= Passage fourni =
Louis Guilloux et le « mal celtique »
p. 133-141
Texte intégral
L’esprit du lieu
1« Lorsque je lis Chateaubriand s’extasiant sur les forêts américaines encore vierges, je vois flotter les brumes de la Rance au-dessus des rives du Meschacebé », écrit Jean Grenier qui, de cet exemple tire cette loi : « il est un climat pour chaque homme1 ». Dans sa thèse sur Jules Lequier, preuves à l’appui, il attribue la formation de la personnalité et des idées du philosophe à ses origines bretonnes, et familiales et locales : « ce n’est pas en vain que Lequier est né en Bretagne, de parents bretons », « c’est ici qu’il faudrait […] signaler l’influence du pays sur sa sensibilité ». Et l’auteur de poursuivre : Lequier incarne la Bretagne et les Bretons qui, après s’être illustrés sur mer - Fernand Braudel ne dira pas autre chose - se lancent au xixe siècle « dans les aventures de l’esprit » : Chateaubriand, Lamennais, Renan. « Il fallait l’éclosion du romantisme pour que la Bretagne pût s’exprimer. […] Le génie celtique est essentiellement romantique ».
2Mais qu’est-ce que le romantisme ? Il est « anarchie du sentiment, passion de l’indépendance, goût des aventures, […] mysticisme diffus et répugnant à se définir2 ». Louis Guilloux fait de Chateaubriand le modèle de l’homme breton et lui adjoint Villiers de l’Isle-Adam et Tristan Corbière, tous des « asociaux » personnifiant le « mal celtique » défini par Grenier à partir de Jules Lequier et que, pour sa part, Guilloux caractérise par le « refus de se plier au monde » et le « pari pour un ailleurs3 ».
Parole d’écrivain
3« La Bretagne favorise un anarchisme latent chez les gens incultes, conscient chez ceux qui pensent », elle suscite « le goût d’une indépendance absolue » dont le premier modèle est, pour Grenier, Pélage2. Certes ce dernier n’était pas Breton, il était Celte, ce qui revient au même. Georges Palante, d’origine belge, né à Blangy-les-Arras, était-il celte ? Qu’importe. Le hasard – mais « quel nom donnerait-on au hasard après le hasard ? », s’interroge Louis Guilloux dans Le Sang noir – le fit nommer professeur de philosophie à Saint-Brieuc. Ayant trouvé un pays à son exacte mesure, il décida de s’y fixer, dit Guilloux qui précise que Palante aimait la Bretagne de la même façon que lui4. « Votre propre pays vous construit, on apprend à le reconnaître dans un échange de l’âme et l’on découvre qu’il vous va bien comme un autre manteau fait pour vous, vous pour lui5 ».

= Objectif A =
Traduisez en anglais cette phrase du passage sur Louis Guilloux : « Certes ce dernier n’était pas Breton, il était Celte, ce qui revient au même. »
= Objectif B =
Prolongez le passage sur Louis Guilloux et le « mal celtique » en reprenant juste après sa dernière phrase.
Les entrées ne sont pas nécessaires.

[Données de détection d'objets]
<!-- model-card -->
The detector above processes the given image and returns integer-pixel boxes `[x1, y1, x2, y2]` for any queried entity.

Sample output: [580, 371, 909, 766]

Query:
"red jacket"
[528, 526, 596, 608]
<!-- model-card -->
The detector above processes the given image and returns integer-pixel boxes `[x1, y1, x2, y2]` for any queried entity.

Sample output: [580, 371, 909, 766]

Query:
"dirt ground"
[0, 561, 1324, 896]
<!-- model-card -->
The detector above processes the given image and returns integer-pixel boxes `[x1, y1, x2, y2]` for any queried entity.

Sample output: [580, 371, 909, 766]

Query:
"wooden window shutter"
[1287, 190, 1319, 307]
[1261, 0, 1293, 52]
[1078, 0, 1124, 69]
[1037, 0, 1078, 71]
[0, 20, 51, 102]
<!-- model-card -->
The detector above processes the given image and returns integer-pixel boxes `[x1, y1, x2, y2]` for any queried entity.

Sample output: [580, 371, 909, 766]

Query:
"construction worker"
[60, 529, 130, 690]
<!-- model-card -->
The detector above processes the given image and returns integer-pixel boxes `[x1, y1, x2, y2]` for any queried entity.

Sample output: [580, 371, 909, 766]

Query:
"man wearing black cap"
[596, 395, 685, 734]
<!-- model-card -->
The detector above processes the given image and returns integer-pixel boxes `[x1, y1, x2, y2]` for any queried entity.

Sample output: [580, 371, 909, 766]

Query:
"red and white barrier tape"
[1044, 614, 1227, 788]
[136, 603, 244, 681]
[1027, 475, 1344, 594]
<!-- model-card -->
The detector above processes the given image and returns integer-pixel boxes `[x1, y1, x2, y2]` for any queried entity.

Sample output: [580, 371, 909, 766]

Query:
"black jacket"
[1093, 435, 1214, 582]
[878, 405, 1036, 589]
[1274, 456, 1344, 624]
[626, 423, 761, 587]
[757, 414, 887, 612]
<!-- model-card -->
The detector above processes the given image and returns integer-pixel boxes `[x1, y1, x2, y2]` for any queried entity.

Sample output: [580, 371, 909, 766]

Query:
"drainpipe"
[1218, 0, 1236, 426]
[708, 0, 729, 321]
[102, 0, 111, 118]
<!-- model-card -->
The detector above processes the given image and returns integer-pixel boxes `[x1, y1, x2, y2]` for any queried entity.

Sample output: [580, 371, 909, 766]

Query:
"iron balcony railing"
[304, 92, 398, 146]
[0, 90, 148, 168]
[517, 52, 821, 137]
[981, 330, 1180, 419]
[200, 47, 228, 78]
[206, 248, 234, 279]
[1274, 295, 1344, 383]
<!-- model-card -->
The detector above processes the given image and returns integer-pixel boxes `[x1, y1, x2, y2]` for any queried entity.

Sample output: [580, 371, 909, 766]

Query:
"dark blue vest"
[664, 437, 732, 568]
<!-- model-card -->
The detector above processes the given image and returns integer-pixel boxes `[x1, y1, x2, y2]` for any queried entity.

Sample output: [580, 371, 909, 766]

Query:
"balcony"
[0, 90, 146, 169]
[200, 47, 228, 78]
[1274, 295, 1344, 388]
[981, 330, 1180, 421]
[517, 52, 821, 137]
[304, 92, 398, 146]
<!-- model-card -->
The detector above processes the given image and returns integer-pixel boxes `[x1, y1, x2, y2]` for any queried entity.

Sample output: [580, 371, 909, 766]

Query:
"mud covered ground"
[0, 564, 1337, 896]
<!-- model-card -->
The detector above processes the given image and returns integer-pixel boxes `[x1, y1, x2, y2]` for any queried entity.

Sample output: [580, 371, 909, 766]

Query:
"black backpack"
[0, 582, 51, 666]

= Réponse correcte A =
Admittedly, the latter was not Breton; he was a Celt, which amounts to the same thing.

= Réponse correcte B =
4Si Palante fut son premier maître, reconnaît Guilloux, il précise sans ambages que Cripure, si inspiré par le professeur qu’il puisse paraître, est intrinsèquement et Palante et Guilloux. Palante, Breton par affinité élective, est « un anarchiste, un vrai6 ». Il faut « le considérer comme le dernier tenant d’une pensée individuelle […] en romantique qu’il était7 ».
« La présence éternelle d’une forme de l’inquiétude »8
5Telle est pour Louis Guilloux une constante bretonne manifestée au tréfonds des vieilles légendes et dans la rémanence des comportements. Cette « forme de l’inquiétude », inhérente à la condition humaine, renvoie bien sûr à l’ennui et au divertissement pascalien9, mais possède néanmoins à ses yeux une spécificité, une expression proprement bretonnes dont il nous faut discerner la présence.
Expérience première : le vide, attrait et répulsion
6Août 1925, Paris, les quais, la foule, la vie et « brusquement […] le plus profond silence » joint à « un sentiment d’immobilité », au « vide absolu » : cette expérience personnelle décrite dans ses Carnets, Louis Guilloux la fera revivre à Maître Cantoni dans Les Batailles perdues.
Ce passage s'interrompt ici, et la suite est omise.